Given text:
The Tri-State region in southwest Ohio experienced an ice storm overnight this past Wednesday. Although the official accumulation of ice due to freezing rain reported at the Cincinnati-Northern Kentucky International Airport was only 0.22", the number of homes and businesses in Greater Cincinnati without power yesterday morning exceeded 200,000. Why such a high impact from only 1/4" of ice?
Of course, the actual accumulation of ice on trees and power lines varied widely throughout the Tri-State region; some locations saw more, others less. However, the other reason – perhaps the most significant reason – for such a high impact was the time of the year. With many trees and shrubs are still holding onto a high percentage of their leaves, the impact was very different than if the ice event had occurred in February.
The ice load produced both branch breakage as well as fallen trees. Cincinnati parks received reports of nearly 100 downed trees throughout the city.
However, the reason for this BYGL Alert is not just to report the most dramatic effects, but also to mark the event so ice loading will be considered when diagnosing branch dieback in the region next season.

Complete the following:
1 – Transcribe the ice storm passage from "The Tri-State region in" to "occurred in February.".
2 – In the ice storm passage, how many downed trees did Cincinnati parks receive reports of?

Record excerpts:

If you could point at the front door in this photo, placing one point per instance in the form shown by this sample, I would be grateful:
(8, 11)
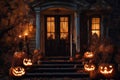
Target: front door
(57, 38)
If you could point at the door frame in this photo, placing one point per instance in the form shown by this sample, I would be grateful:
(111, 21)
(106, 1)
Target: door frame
(58, 32)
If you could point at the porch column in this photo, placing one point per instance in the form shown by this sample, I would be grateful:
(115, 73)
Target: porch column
(77, 30)
(38, 29)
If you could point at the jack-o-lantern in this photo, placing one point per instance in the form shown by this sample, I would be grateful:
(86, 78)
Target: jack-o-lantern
(17, 71)
(89, 67)
(18, 58)
(88, 54)
(27, 62)
(77, 56)
(71, 59)
(106, 69)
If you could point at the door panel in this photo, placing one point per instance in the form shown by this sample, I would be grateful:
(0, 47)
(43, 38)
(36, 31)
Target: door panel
(57, 36)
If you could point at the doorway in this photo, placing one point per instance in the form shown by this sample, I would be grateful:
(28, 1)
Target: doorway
(57, 35)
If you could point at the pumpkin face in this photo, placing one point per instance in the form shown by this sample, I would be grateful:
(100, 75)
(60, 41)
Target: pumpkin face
(89, 67)
(88, 54)
(27, 62)
(18, 71)
(106, 69)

Solutions per task:
1 –
The Tri-State region in southwest Ohio experienced an ice storm overnight this past Wednesday. Although the official accumulation of ice due to freezing rain reported at the Cincinnati-Northern Kentucky International Airport was only 0.22", the number of homes and businesses in Greater Cincinnati without power yesterday morning exceeded 200,000. Why such a high impact from only 1/4" of ice?
Of course, the actual accumulation of ice on trees and power lines varied widely throughout the Tri-State region; some locations saw more, others less. However, the other reason – perhaps the most significant reason – for such a high impact was the time of the year. With many trees and shrubs are still holding onto a high percentage of their leaves, the impact was very different than if the ice event had occurred in February.

2 – Nearly 100.